▶ **Your instructions**: Rewrite the listing below as a numbered list, leaving out any blank lines.

▶ **Excerpted data**:
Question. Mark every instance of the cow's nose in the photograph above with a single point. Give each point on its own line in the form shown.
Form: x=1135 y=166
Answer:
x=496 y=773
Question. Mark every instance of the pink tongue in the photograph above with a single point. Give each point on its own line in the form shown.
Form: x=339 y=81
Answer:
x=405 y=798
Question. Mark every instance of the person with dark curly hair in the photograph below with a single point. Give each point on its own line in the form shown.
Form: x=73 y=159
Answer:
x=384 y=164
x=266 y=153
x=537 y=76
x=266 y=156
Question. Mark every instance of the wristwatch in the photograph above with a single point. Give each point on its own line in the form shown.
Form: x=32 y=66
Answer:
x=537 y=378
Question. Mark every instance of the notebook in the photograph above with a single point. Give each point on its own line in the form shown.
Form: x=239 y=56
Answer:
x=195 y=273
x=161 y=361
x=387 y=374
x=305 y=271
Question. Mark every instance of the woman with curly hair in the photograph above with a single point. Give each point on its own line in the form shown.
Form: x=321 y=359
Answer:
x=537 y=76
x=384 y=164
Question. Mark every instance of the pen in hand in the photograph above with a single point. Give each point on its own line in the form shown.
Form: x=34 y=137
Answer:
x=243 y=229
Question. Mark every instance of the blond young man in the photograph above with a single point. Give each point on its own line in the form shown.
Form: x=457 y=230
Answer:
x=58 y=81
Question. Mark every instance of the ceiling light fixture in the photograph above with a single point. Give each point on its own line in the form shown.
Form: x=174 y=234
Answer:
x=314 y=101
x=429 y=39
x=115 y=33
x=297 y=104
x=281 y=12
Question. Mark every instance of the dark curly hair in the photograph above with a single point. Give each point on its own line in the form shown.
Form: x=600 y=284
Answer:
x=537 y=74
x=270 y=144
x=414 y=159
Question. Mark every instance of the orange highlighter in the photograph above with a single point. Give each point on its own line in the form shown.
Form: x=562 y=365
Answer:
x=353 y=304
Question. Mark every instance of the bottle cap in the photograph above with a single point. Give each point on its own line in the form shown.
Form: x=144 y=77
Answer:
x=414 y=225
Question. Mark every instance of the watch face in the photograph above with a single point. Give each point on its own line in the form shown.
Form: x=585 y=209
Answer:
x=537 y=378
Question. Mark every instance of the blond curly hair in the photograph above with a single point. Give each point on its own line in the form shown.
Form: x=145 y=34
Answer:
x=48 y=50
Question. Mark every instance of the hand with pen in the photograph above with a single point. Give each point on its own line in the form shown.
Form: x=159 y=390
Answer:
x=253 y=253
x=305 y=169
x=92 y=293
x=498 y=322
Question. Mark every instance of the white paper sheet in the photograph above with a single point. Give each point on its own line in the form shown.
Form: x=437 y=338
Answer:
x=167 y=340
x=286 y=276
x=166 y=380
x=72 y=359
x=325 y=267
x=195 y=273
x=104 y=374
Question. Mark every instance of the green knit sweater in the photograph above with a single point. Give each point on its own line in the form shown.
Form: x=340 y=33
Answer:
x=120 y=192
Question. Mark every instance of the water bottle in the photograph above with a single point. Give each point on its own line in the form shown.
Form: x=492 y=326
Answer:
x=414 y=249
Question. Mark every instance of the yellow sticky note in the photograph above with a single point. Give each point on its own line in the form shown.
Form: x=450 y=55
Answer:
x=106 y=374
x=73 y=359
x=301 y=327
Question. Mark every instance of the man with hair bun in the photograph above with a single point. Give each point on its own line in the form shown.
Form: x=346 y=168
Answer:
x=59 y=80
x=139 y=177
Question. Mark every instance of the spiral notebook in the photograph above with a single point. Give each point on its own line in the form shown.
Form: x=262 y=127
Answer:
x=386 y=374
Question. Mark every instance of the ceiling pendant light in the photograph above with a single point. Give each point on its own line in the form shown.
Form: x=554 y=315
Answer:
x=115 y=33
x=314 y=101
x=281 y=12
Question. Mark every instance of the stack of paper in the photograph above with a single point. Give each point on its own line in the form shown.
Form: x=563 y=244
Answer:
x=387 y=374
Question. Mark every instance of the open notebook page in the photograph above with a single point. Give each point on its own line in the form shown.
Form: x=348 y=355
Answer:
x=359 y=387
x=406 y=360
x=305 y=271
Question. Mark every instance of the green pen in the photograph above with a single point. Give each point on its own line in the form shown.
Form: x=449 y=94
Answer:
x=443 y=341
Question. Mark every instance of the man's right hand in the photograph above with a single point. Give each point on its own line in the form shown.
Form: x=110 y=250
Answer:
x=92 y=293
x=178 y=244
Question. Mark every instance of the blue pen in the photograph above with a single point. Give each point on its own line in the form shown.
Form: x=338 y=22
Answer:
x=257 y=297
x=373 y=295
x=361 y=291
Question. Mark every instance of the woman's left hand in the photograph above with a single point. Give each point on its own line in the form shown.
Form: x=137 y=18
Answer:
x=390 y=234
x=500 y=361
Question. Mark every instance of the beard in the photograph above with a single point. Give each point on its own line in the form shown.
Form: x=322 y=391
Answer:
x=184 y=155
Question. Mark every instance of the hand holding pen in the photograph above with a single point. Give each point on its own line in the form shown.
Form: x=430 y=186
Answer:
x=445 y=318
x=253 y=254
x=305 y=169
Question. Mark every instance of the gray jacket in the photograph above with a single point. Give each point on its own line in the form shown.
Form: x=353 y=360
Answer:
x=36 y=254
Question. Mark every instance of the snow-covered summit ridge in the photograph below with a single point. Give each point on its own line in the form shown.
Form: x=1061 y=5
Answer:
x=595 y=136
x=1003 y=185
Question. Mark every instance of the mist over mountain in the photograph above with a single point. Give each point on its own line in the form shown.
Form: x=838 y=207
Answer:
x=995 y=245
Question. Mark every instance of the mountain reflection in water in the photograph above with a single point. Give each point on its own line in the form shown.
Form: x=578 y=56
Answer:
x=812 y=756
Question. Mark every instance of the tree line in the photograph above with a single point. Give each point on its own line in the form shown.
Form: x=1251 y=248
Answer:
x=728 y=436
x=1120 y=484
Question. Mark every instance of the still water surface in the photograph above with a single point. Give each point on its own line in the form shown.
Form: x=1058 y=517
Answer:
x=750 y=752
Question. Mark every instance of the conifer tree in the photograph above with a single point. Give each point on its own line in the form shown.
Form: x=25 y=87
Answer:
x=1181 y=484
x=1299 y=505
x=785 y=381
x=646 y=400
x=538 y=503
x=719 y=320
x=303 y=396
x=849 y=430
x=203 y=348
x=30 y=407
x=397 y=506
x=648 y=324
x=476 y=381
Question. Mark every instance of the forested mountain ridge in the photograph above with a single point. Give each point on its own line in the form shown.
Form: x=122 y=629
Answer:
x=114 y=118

▶ **The solution**:
1. Question. Mark every instance of the cow's nose in the photograph above with a single point. Give each point on its own line in the form shown.
2. Form: x=1135 y=166
3. Answer:
4. x=496 y=773
5. Question. Mark every instance of the pink tongue in the photograph above with a single point. Give each point on its own line in the form shown.
6. Form: x=339 y=81
7. Answer:
8. x=405 y=798
9. Question. Mark every instance of the person with dark curly hair in the photograph below with a single point. Give each point on its own line in the form shown.
10. Form: x=73 y=159
11. Answer:
12. x=384 y=164
13. x=266 y=153
14. x=537 y=76
15. x=266 y=156
16. Question. Mark every instance of the wristwatch in the photograph above with a single point. Give each point on its own line in the form shown.
17. Form: x=32 y=66
18. Answer:
19. x=537 y=378
20. Question. Mark every instance of the notebook in the photograph above with a single point. Give each point on its own line in the form shown.
21. Form: x=239 y=56
22. Answer:
23. x=195 y=273
24. x=161 y=361
25. x=387 y=374
26. x=305 y=271
27. Question. Mark every instance of the woman with curly hair in the photograph above with a single point. Give each point on its own line in the form shown.
28. Form: x=321 y=359
29. Answer:
30. x=537 y=76
31. x=384 y=164
32. Question. Mark every instance of the pen in hand in the photograph above with a single point. Give each point on its own line in the form shown.
33. Form: x=34 y=137
34. Answer:
35. x=243 y=229
36. Question. Mark every instance of the blond young man in the photograph above with a single point. Give each point on its own line in the form shown.
37. Form: x=457 y=230
38. Answer:
39. x=58 y=81
40. Question. Mark every instance of the ceiling light fixture in the photograph above with a single point. Give each point on its own line in the form shown.
41. Form: x=174 y=234
42. Answer:
43. x=314 y=101
44. x=429 y=39
45. x=115 y=33
46. x=297 y=104
47. x=281 y=12
48. Question. Mark every instance of the dark curly hair in the photograph above with a single point. Give each point on its own line in the form shown.
49. Form: x=600 y=284
50. Answer:
51. x=537 y=74
52. x=270 y=144
53. x=414 y=159
54. Question. Mark every instance of the orange highlighter in the photograph above with a single point. Give each point on its own line in the form shown.
55. Form: x=562 y=365
56. Answer:
57. x=353 y=304
58. Question. Mark every instance of the bottle cap in the photograph above with a single point. Give each point on its own line in the form shown.
59. Form: x=144 y=77
60. Answer:
61. x=414 y=225
62. Question. Mark every instance of the watch face in the photograph above with a single point. Give each point on its own line in the form shown.
63. Form: x=585 y=209
64. Answer:
65. x=537 y=378
66. Question. Mark every instance of the blond curly hair in the photograph above with a single point. Give each point on its own line in the form shown.
67. Form: x=145 y=34
68. Answer:
69. x=48 y=50
70. Question. Mark every instance of the hand with pen in the photograph above with a single point. Give each point on its own line in the form shown.
71. Form: x=159 y=390
72. Answer:
73. x=253 y=253
74. x=305 y=169
75. x=92 y=293
76. x=498 y=322
77. Question. Mark every instance of the white paper sheet in the photograph above with a single point. Give each point on its own line in the form shown.
78. Form: x=437 y=338
79. Answer:
80. x=167 y=340
81. x=286 y=276
82. x=166 y=380
83. x=72 y=359
84. x=325 y=267
85. x=195 y=273
86. x=104 y=374
87. Question. Mark every instance of the green knit sweater in the photograph above with a single point. Give each point on its own line in the form shown.
88. Form: x=340 y=33
89. Answer:
90. x=120 y=192
91. Question. Mark every instance of the water bottle in the photograph above with a single point. Give each point on its own line in the form shown.
92. Form: x=492 y=326
93. Answer:
94. x=414 y=249
95. Question. Mark every instance of the yellow sticky note in the photograph above with a single point. Give each point on its own line in the form shown.
96. Form: x=450 y=55
97. Answer:
98. x=106 y=374
99. x=73 y=359
100. x=301 y=327
101. Question. Mark every instance of the man with hair bun in the photograph above with a single point. Give each point on its own line in the form shown.
102. Form: x=346 y=168
103. Answer:
104. x=59 y=80
105. x=139 y=177
106. Question. Mark every instance of the spiral notebook in the photograph above with a single point. Give each point on its own line in the form shown.
107. Form: x=262 y=127
108. Answer:
109. x=386 y=374
110. Question. Mark every instance of the ceiling pendant light in the photograph above with a single point. Give each point on its own line in the form shown.
111. Form: x=554 y=315
112. Answer:
113. x=115 y=33
114. x=314 y=101
115. x=281 y=12
116. Question. Mark every instance of the stack of paper in the photograph above with a single point. Give each point on its own line in the form shown.
117. Form: x=563 y=244
118. Answer:
119. x=387 y=374
120. Question. Mark every instance of the open notebook page in the photograph above with a single point. Give each point on its own line in the form shown.
121. Form: x=348 y=355
122. Answer:
123. x=359 y=387
124. x=406 y=360
125. x=305 y=271
126. Question. Mark every instance of the green pen in the photograph above with a single point. Give each point on its own line in the form shown.
127. Form: x=449 y=94
128. Answer:
129. x=443 y=341
130. Question. Mark every instance of the man's right hand in the photograph above with a single point. Give each point on its own line in the form shown.
131. Form: x=110 y=250
132. Answer:
133. x=92 y=293
134. x=178 y=244
135. Question. Mark every instance of the blue pen in the photograph above with a single point. Give each point on its own line in the form shown.
136. Form: x=338 y=22
137. Answer:
138. x=257 y=297
139. x=373 y=295
140. x=361 y=291
141. Question. Mark every instance of the woman's left hand in the photograph above with a single point. Give each point on its own line in the form shown.
142. Form: x=137 y=18
143. Answer:
144. x=390 y=234
145. x=500 y=361
146. Question. Mark every instance of the beard in the photograph above with a single point. Give each point on its own line in the form shown.
147. Form: x=322 y=391
148. Answer:
149. x=184 y=155
150. Question. Mark every instance of the hand holding pen in the photograph above with a single point. Give each point on its own line in the form shown.
151. Form: x=430 y=186
152. Answer:
153. x=445 y=318
154. x=253 y=254
155. x=305 y=169
156. Question. Mark every instance of the gray jacket in the photograph above with a single point. Give each point on its own line in the form shown.
157. Form: x=353 y=360
158. Answer:
159. x=36 y=254
160. Question. Mark every instance of the snow-covered summit ridge in the photograph below with a single point. Give each point on its own line in the form shown.
161. Form: x=1061 y=5
162. Answer:
163. x=595 y=136
164. x=1003 y=185
165. Question. Mark every instance of the mist over mountain in the photograph above with a single point. Give each point on its own line in the form shown.
166. Form: x=838 y=207
167. Answer:
168. x=995 y=245
169. Question. Mark every instance of the mountain reflection in water in the photograph above with a single point. Give each point on its own line in the form shown.
170. Form: x=578 y=56
171. Answer:
172. x=812 y=756
173. Question. Mark every instance of the tree line in the photograph above with a single point. Give each point on its own line in the form shown.
174. Form: x=1251 y=248
175. Answer:
176. x=728 y=436
177. x=1120 y=484
178. Question. Mark every instance of the still water surface in the photograph above with a single point. Give each point on its own line in the form shown.
179. Form: x=1058 y=517
180. Answer:
181. x=750 y=752
182. Question. Mark every instance of the conifer tree in the photograph above with a single point. Give each point on its own line in the form shown.
183. Form: x=25 y=87
184. Answer:
185. x=1181 y=484
186. x=1299 y=505
187. x=785 y=381
188. x=646 y=400
189. x=538 y=503
190. x=719 y=320
191. x=303 y=396
192. x=849 y=430
193. x=203 y=348
194. x=30 y=407
195. x=397 y=506
196. x=648 y=324
197. x=476 y=381
198. Question. Mark every instance of the forested mountain ridge in the photograph above with a single point. Give each point on its own line in the form shown.
199. Form: x=122 y=629
200. Answer:
201. x=114 y=118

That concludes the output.